*Aim of the task*. Whenever a line below includes the string "boom", show it.

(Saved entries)
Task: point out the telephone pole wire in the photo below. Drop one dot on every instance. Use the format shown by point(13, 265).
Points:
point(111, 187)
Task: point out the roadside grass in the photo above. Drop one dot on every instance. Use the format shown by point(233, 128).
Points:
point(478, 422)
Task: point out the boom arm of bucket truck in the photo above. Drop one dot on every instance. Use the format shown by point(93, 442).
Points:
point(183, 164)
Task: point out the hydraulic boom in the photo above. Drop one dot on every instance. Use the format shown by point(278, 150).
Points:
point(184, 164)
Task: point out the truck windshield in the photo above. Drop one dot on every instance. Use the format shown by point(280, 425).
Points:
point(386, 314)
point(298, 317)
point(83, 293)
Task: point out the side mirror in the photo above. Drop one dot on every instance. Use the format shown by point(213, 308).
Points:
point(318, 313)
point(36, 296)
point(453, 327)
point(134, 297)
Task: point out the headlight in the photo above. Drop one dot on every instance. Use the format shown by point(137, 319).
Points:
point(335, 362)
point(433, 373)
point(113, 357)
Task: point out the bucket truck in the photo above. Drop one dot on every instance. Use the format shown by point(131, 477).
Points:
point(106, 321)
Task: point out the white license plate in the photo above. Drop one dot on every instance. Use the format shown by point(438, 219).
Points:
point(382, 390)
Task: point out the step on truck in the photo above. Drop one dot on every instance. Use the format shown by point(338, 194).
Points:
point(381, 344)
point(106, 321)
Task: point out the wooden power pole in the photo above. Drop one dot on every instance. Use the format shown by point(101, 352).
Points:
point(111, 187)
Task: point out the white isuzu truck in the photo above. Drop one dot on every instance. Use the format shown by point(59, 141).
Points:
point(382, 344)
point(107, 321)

* * *

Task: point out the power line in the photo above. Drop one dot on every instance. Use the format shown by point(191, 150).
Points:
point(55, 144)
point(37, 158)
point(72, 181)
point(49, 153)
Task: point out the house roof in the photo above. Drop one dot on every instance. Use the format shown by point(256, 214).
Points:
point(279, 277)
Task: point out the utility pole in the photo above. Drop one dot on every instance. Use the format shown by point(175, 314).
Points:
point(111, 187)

*Result of this exercise*.
Task: point out the boom arm of bucket truck in the photo above. Drop one dot on every instance. Use the format shown by point(93, 442).
Task: point out the hydraulic boom in the photo above. Drop one dot on every instance. Use the format shown by point(278, 150).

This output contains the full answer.